───── Record set ─────

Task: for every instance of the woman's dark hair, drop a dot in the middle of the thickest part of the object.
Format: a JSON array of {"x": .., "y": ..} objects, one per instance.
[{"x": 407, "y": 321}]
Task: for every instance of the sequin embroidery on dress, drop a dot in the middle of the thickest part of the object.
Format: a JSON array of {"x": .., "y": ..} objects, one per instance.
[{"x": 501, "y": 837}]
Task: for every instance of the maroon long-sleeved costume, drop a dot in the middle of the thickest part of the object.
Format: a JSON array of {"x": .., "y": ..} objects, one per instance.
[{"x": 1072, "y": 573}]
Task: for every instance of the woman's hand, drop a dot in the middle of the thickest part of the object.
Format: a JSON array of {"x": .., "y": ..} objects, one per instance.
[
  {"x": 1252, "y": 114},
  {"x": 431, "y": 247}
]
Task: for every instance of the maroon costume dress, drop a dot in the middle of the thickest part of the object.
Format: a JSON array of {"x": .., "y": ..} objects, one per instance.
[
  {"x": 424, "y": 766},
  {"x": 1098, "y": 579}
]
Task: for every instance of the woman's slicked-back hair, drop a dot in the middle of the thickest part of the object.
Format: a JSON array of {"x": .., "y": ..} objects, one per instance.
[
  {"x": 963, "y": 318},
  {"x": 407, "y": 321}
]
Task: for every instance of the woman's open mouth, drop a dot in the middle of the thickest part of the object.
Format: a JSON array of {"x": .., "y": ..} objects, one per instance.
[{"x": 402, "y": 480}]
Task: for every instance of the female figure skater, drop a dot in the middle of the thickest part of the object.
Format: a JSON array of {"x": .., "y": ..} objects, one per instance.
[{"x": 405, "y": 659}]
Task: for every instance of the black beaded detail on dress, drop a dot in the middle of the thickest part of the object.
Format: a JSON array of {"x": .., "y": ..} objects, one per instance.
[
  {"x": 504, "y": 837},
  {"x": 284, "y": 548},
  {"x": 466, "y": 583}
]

─────

> Exercise description:
Can you rewrite every line of the records from the one containing "Task: for every instance of the female" through the end, inclusive, requests included, with each x and y coordinate in the answers scaled by 2.15 and rounded to a whole number, halves rounding up? Give back only those lines.

> Written solution:
Task: for every instance of the female figure skater, drop a dot in the middle of the thickest part of the object.
Format: a JSON array of {"x": .., "y": ..} objects, one per instance.
[{"x": 871, "y": 1417}]
Task: for every instance of the black beaded detail on dress, drop a dot in the middle of the thickest part of the object.
Format: a JSON array of {"x": .., "y": ..} objects, one per instance.
[
  {"x": 1084, "y": 1800},
  {"x": 611, "y": 1178},
  {"x": 1002, "y": 1253}
]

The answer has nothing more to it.